TASK DESCRIPTION:
Among the lines below, copy exactly those from the one with "Now, the query is: slanted" through the one with "Now, the query is: blurred green", counting both ends.

GIVEN ENTRIES:
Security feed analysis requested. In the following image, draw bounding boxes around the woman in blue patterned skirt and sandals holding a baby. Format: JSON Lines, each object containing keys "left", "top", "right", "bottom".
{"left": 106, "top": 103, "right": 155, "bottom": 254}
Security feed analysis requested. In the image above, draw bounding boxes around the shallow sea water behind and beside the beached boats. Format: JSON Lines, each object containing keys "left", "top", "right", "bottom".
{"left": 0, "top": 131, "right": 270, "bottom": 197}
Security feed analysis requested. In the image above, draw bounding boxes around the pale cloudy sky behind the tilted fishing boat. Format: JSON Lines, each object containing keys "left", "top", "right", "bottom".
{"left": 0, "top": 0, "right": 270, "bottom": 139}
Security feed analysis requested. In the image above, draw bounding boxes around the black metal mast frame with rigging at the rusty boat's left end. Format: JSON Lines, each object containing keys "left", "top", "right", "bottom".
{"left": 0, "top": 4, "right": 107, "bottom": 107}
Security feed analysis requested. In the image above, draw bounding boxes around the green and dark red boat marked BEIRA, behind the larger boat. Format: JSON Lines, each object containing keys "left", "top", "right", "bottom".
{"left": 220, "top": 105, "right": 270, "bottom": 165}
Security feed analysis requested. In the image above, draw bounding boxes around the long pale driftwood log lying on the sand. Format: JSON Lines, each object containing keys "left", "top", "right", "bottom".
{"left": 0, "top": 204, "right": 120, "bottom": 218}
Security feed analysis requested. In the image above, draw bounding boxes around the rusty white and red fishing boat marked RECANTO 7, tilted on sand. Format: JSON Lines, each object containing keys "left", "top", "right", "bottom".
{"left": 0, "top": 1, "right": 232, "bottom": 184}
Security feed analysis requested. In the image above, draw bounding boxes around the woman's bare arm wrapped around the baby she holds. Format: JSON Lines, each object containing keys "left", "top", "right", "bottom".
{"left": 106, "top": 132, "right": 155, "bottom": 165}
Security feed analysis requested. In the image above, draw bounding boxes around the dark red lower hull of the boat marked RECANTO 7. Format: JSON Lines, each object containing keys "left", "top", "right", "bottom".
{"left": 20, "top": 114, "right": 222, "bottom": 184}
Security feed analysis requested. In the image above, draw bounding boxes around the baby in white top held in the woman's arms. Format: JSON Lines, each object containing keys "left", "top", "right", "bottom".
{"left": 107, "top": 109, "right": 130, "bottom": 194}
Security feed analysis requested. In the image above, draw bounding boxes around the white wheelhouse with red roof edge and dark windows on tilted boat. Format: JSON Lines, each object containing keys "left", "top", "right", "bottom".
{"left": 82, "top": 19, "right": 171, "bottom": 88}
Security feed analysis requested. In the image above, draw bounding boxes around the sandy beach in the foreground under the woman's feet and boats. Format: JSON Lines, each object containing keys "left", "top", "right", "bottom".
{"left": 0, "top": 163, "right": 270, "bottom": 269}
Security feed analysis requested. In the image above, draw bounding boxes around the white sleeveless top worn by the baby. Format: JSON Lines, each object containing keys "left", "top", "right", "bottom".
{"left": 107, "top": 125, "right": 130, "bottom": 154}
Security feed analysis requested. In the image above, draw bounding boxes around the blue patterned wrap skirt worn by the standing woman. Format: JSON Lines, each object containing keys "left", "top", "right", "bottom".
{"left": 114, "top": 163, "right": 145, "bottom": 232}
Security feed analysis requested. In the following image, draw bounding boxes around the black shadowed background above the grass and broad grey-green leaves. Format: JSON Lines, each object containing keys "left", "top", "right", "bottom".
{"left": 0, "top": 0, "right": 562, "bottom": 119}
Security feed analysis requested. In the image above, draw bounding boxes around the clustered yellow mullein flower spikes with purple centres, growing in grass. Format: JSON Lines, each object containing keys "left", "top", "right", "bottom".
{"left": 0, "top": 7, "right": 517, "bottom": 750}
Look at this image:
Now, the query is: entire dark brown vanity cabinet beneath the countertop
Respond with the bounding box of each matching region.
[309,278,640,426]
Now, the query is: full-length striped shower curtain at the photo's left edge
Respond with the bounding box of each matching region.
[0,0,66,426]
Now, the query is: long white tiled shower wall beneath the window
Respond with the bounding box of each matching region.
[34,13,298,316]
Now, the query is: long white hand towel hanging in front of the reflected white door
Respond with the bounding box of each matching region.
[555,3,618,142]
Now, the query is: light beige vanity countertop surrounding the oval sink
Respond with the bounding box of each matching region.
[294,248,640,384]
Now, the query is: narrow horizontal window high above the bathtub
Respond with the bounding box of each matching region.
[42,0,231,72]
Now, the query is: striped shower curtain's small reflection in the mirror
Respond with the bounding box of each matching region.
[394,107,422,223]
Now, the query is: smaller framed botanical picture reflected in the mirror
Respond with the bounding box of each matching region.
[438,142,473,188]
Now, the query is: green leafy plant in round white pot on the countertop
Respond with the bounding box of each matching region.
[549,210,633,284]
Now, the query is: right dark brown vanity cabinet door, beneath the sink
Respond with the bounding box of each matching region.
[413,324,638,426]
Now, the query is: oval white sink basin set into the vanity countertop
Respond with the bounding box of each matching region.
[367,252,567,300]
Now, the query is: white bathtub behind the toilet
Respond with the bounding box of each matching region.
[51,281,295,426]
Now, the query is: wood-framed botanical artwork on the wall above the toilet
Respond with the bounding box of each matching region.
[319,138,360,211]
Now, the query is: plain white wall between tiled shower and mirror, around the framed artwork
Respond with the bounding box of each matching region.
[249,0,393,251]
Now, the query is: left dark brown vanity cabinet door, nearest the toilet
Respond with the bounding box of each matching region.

* * *

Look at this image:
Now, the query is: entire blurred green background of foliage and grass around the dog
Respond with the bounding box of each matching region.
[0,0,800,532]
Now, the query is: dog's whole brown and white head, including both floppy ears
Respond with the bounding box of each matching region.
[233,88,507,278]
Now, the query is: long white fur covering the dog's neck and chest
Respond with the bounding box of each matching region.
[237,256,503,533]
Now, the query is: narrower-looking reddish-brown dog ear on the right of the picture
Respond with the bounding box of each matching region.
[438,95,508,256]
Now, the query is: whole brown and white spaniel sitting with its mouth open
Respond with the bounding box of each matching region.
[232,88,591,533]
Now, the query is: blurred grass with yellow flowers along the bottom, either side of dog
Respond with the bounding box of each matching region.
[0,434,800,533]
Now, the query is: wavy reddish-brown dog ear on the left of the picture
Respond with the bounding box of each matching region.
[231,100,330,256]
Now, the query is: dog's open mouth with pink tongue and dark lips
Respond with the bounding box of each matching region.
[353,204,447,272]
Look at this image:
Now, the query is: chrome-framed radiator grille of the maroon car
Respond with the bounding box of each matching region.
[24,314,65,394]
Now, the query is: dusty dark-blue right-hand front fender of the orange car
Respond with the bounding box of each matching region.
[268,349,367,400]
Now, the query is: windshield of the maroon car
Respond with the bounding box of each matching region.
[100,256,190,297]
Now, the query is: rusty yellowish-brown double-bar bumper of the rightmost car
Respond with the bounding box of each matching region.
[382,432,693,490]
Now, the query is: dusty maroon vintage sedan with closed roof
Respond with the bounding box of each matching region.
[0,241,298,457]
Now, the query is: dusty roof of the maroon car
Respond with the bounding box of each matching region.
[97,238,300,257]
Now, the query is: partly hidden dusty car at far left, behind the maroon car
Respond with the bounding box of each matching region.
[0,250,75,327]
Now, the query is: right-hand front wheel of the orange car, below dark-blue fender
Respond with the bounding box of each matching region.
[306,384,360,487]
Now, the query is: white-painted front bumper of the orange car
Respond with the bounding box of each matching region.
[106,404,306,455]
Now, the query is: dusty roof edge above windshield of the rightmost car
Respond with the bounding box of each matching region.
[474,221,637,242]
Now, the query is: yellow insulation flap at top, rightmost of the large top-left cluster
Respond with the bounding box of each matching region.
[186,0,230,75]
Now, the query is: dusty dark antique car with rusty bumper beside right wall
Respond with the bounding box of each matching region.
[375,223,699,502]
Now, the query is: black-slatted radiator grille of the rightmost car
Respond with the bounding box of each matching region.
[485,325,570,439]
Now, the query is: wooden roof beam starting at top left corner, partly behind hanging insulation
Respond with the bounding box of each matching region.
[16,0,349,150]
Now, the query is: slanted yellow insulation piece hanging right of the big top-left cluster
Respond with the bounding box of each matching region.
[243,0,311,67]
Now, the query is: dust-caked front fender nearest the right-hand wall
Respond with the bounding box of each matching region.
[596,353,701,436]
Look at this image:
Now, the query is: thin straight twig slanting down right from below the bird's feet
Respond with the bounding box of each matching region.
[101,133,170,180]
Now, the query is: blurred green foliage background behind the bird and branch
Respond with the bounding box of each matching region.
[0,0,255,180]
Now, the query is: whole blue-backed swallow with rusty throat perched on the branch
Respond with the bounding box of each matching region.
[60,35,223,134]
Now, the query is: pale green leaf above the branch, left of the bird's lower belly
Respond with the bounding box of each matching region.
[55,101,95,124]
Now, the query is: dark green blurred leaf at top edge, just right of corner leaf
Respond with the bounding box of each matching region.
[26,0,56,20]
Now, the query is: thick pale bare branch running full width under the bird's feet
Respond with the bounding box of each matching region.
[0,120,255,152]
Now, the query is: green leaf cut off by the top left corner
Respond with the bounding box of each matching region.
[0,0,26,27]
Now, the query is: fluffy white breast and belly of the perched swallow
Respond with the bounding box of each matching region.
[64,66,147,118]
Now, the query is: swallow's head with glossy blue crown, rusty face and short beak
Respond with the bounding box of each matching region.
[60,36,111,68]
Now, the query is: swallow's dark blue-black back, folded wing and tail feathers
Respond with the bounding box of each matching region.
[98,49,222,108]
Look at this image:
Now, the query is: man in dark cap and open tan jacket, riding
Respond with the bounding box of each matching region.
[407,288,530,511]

EXERCISE OUTPUT:
Now, the query is: slanted yellow insulation piece hanging right of the big top-left cluster
Respond with the bounding box of each matching region.
[243,0,311,67]
Now, the query is: dust-caked front fender nearest the right-hand wall
Respond with the bounding box of each matching region.
[596,353,701,436]
Look at this image:
Now, the query is: thin straight twig slanting down right from below the bird's feet
Respond with the bounding box of each matching region.
[101,133,170,180]
Now, the query is: blurred green foliage background behind the bird and branch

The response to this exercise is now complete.